--- The exercise ---
Rewrite every line of the rows below, requests included, starting with the line that contains "Q: Report x and y for each instance of the bus" and going on through the end of the rows. Shift each coordinate in the answers up by 73, and leave all other numbers unchanged.

[Object position labeling entries]
◆ ◆ ◆

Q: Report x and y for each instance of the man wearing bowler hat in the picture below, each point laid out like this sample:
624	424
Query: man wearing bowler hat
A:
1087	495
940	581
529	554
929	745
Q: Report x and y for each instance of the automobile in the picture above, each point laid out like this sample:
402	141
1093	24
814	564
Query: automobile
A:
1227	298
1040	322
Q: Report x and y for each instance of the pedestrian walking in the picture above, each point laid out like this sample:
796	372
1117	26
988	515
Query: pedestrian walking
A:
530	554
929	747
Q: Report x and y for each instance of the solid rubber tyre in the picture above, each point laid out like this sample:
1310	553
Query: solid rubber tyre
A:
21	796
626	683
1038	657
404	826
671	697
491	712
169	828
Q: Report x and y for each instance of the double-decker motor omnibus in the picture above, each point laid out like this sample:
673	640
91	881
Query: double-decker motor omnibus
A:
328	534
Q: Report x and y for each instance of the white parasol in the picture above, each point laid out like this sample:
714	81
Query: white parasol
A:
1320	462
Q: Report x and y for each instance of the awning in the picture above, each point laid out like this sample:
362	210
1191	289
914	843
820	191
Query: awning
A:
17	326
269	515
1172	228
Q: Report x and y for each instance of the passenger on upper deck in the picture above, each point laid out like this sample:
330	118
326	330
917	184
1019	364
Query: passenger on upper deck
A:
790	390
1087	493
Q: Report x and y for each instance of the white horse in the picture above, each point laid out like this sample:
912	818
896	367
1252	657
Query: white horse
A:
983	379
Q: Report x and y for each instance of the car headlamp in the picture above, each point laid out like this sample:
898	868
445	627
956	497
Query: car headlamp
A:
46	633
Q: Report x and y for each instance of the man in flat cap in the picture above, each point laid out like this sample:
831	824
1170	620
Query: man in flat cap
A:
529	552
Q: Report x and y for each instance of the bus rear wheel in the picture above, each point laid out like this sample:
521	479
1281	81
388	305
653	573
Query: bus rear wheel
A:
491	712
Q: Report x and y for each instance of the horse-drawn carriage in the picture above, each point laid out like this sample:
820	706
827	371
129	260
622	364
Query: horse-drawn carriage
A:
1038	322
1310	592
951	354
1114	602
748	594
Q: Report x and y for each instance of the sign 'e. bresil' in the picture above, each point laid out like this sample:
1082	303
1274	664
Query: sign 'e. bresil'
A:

◆ ◆ ◆

--- Solved exercise ---
Q: Report x and y for each instance of the bus rear wheel in the picture above, each point laid out like this sample:
521	479
1281	81
388	305
653	573
Query: bus rear wheel
A:
564	785
Q: Report x and y for each instance of the horse-drawn carriage in the picture above, each point laid out like this sample:
820	706
827	371
129	260
622	364
Query: horse-drawn carriage
A:
1111	395
1383	665
1024	427
1187	675
821	667
Q: Report x and y for each instance of the sign 'e. bresil' in the picture above, each point laid out like this sample:
1082	303
1274	664
Query: sign 'e. bresil'
A:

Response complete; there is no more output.